[Begin RECORDS FOR THIS EXERCISE]

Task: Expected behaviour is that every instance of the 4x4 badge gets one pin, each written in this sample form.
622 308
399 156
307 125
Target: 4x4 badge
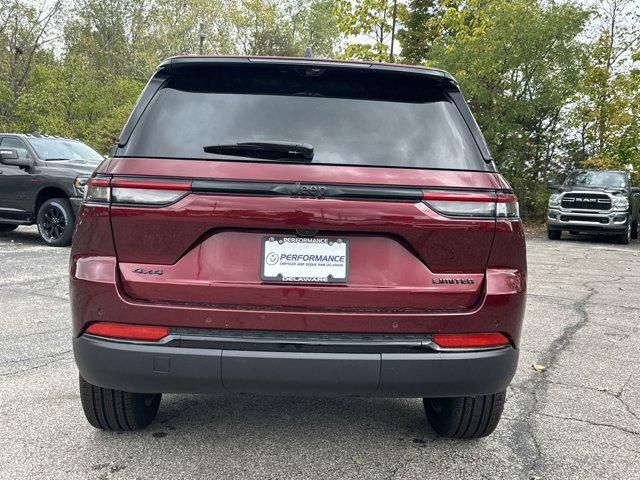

[End RECORDS FOR THIS EXERCISE]

WHAT TO PRODUCE:
Switch every occurrence of "badge" in the records to "emblem" and write the records out again with nothing else changed. Leave the pictures out of your answer.

SOLUTION:
Task: Expected behaviour is that every instance of the 4x4 emblem gets one pin, each written in this sample form.
622 308
399 156
307 125
Target: 4x4 emblem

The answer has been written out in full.